__Texte présenté__:
=-=-=-=-=

Traduction anglaise : runoff pollution

Dernière mise à jour : 25/02/2021

Cet article s'intéresse uniquement aux eaux de ruissellement en zone urbaine. Il traite de la nature et de la concentration des polluants associés à l'eau de pluie après qu'elle a parcouru entre quelques mètres et quelques dizaines de mètres à la surface du sol, mais avant son introduction dans un réseau d'assainissement.

Il fait partie d'un ensemble d'articles décrivant l'évolution de la qualité des eaux pluviales depuis l'atmosphère jusqu'à leur restitution au milieu aquatique.

Sommaire

Pourquoi s'intéresser spécifiquement à la pollution des eaux de ruissellement ?

La pollution des eaux de ruissellement est souvent confondue avec la pollution des rejets urbains de temps de pluie (RUTP). Cette confusion est très gênante car elle conduit un certain nombre de personnes ou d'organismes à se méfier des techniques alternatives de gestion des eaux pluviales par peur de polluer le sol et les nappes.

Or, comme nous allons le voir dans les paragraphes suivants, les masses de polluants dans les eaux de ruissellement sont beaucoup plus faibles que celles dans les RUTP. C'est en effet principalement dans les réseaux d'assainissement que les eaux de pluie se contaminent et surtout se concentrent.

Origine des polluants dans les eaux de ruissellement

Les polluants que l'on rencontrent dans les eaux de ruissellement proviennent de quatre gisements différents, mais pas toujours simples à distinguer :

  • la pollution des eaux de pluie elles-mêmes (on parle parfois de retombées humides) ;
  • les dépôts atmosphériques de temps sec (on parle parfois de retombées sèches) ;
  • les déchets divers dus aux activités anthropiques ;
  • l'érosion des surfaces urbaines.

=-=-=-=-=

__Données__:
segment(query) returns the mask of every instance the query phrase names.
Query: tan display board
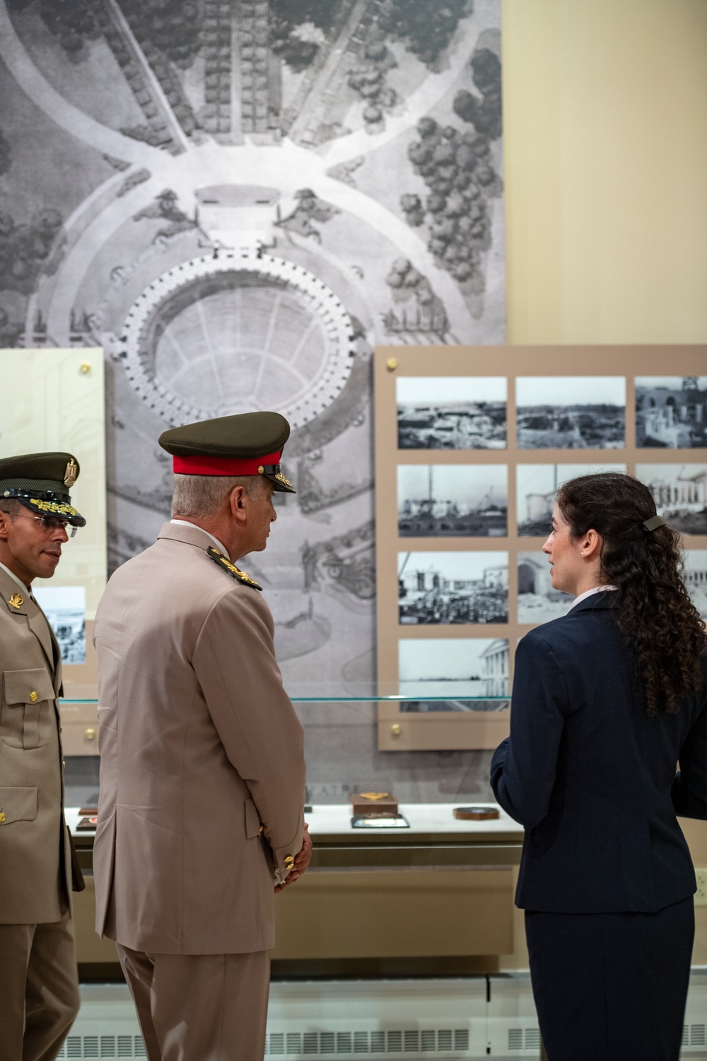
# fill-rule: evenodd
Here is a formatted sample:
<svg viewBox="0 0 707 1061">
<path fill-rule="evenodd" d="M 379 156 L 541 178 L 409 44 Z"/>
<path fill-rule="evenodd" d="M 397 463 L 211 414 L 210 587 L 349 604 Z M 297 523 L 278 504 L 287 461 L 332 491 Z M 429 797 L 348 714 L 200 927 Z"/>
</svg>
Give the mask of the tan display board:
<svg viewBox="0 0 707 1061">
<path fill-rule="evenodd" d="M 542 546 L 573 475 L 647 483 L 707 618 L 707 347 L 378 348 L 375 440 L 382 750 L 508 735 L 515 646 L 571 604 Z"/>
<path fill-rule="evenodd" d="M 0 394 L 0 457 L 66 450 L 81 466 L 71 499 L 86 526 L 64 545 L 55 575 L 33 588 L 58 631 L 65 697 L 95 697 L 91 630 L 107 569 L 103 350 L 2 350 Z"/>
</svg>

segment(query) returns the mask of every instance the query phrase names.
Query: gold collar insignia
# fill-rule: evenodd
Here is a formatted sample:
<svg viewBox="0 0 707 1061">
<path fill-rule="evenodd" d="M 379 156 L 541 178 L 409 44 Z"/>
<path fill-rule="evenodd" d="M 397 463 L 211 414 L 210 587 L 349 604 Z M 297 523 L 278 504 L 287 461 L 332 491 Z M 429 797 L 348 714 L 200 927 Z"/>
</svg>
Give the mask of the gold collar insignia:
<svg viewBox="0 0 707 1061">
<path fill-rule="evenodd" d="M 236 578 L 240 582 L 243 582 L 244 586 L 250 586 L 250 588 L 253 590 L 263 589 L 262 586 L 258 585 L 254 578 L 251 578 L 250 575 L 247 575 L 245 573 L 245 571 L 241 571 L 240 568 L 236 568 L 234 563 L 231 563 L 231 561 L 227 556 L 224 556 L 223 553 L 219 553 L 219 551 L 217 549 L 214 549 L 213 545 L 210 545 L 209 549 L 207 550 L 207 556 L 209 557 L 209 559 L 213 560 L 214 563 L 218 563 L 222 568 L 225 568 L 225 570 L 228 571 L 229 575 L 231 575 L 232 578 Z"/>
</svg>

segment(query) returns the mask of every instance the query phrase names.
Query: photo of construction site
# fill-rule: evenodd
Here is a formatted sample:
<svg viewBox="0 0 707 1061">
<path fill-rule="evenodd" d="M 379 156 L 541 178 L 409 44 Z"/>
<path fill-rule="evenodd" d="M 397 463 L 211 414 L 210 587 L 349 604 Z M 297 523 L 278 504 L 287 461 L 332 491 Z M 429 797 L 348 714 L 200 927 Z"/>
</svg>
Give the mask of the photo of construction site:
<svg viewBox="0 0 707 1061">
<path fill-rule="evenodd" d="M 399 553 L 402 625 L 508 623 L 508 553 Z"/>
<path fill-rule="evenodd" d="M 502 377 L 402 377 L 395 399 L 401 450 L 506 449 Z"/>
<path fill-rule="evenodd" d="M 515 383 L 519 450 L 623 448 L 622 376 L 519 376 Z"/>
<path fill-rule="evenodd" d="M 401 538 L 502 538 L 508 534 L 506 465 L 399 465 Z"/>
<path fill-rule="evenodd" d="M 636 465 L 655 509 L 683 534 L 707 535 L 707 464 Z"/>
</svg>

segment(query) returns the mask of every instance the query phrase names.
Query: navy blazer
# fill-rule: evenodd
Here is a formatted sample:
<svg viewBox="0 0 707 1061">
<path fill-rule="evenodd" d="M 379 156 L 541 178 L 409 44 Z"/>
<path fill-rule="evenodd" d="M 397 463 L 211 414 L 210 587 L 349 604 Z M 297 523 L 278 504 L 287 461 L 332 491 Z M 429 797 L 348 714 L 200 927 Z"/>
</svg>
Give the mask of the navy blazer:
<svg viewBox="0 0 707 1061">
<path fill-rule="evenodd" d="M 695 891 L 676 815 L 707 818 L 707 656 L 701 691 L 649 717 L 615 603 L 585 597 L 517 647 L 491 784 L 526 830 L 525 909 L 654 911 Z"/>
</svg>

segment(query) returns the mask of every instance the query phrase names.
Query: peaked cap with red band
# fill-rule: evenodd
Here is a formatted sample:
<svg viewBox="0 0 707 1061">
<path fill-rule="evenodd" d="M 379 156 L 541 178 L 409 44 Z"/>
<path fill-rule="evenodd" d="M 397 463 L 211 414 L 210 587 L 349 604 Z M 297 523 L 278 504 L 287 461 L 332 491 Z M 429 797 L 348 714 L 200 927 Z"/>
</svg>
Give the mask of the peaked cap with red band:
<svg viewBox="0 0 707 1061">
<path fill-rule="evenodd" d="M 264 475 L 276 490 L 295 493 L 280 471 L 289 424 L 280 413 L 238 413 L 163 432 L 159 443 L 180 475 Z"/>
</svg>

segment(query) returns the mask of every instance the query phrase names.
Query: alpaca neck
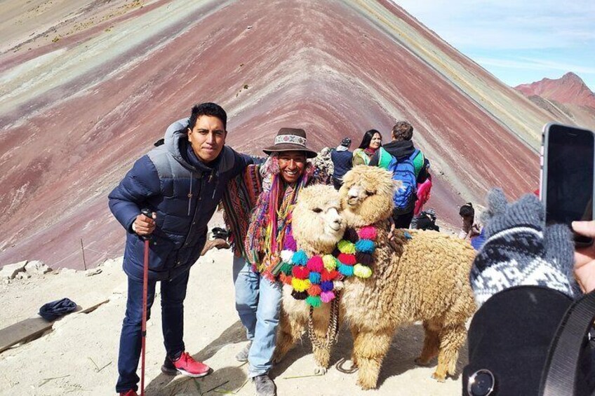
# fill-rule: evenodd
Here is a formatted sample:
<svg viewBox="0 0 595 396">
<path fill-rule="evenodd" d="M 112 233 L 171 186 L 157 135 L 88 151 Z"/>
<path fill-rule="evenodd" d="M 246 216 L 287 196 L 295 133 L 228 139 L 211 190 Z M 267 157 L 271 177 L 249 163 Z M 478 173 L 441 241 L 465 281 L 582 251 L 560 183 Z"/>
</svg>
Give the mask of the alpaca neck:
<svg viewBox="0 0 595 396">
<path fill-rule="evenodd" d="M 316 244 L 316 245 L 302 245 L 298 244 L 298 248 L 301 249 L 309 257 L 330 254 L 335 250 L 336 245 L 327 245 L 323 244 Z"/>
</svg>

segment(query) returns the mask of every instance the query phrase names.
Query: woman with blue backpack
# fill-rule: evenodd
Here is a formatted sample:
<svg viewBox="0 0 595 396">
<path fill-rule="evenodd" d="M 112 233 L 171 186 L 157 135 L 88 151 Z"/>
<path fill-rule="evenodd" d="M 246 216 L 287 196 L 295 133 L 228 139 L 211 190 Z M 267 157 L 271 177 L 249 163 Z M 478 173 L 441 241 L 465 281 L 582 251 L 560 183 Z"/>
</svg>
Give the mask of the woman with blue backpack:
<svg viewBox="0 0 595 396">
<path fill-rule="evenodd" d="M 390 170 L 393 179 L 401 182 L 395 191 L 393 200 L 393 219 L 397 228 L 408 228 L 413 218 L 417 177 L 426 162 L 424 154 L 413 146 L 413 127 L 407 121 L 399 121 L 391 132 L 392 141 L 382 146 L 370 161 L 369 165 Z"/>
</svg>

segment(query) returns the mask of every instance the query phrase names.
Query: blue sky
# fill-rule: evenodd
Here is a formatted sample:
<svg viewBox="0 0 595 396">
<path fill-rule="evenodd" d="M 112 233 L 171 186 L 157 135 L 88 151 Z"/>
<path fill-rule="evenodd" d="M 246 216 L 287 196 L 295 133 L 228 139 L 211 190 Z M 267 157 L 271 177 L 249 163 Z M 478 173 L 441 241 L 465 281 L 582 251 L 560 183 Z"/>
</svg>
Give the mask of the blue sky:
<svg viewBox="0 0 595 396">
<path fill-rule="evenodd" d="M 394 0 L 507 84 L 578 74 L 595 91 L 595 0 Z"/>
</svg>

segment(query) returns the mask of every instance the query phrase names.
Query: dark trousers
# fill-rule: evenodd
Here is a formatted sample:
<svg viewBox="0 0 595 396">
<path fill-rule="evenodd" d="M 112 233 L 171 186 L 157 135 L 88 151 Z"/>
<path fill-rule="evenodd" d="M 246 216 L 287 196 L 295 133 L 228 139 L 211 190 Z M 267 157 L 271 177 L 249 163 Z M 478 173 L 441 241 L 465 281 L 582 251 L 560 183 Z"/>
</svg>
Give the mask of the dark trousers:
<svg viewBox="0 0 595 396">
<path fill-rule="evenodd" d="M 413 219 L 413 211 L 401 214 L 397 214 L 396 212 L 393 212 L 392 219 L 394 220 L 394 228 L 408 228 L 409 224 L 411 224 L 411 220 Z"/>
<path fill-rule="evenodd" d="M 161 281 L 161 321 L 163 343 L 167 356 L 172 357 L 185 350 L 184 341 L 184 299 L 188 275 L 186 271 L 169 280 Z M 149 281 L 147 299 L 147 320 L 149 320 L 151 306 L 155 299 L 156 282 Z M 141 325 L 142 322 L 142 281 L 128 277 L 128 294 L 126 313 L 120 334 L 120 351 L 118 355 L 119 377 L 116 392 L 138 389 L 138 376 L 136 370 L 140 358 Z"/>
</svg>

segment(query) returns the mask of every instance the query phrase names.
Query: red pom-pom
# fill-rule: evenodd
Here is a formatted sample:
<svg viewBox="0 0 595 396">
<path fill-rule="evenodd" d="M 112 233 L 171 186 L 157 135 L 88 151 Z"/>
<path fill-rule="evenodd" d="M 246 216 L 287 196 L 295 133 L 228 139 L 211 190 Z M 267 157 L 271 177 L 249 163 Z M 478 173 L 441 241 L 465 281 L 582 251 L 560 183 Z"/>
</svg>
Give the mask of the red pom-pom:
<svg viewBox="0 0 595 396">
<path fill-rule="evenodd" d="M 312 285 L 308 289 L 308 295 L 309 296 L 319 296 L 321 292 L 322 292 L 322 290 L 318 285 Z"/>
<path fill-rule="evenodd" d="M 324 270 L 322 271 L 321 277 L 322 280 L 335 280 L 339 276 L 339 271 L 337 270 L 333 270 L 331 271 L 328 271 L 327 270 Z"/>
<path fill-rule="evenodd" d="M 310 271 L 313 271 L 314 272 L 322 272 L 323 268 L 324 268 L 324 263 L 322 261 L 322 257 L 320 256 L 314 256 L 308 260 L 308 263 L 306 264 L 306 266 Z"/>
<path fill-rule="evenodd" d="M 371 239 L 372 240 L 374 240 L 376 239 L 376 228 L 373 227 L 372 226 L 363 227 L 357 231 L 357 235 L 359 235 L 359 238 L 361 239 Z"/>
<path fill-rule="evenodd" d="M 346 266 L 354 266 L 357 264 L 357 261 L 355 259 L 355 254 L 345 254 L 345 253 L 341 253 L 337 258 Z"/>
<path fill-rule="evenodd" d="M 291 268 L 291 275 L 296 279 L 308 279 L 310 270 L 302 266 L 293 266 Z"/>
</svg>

=-=-=-=-=

__Consigne écrite__: D'après le texte sur les eaux de ruissellement, où les eaux de pluie se contaminent-elles et se concentrent-elles principalement ?

__Corrigé de l'exercice__: Principalement dans les réseaux d'assainissement.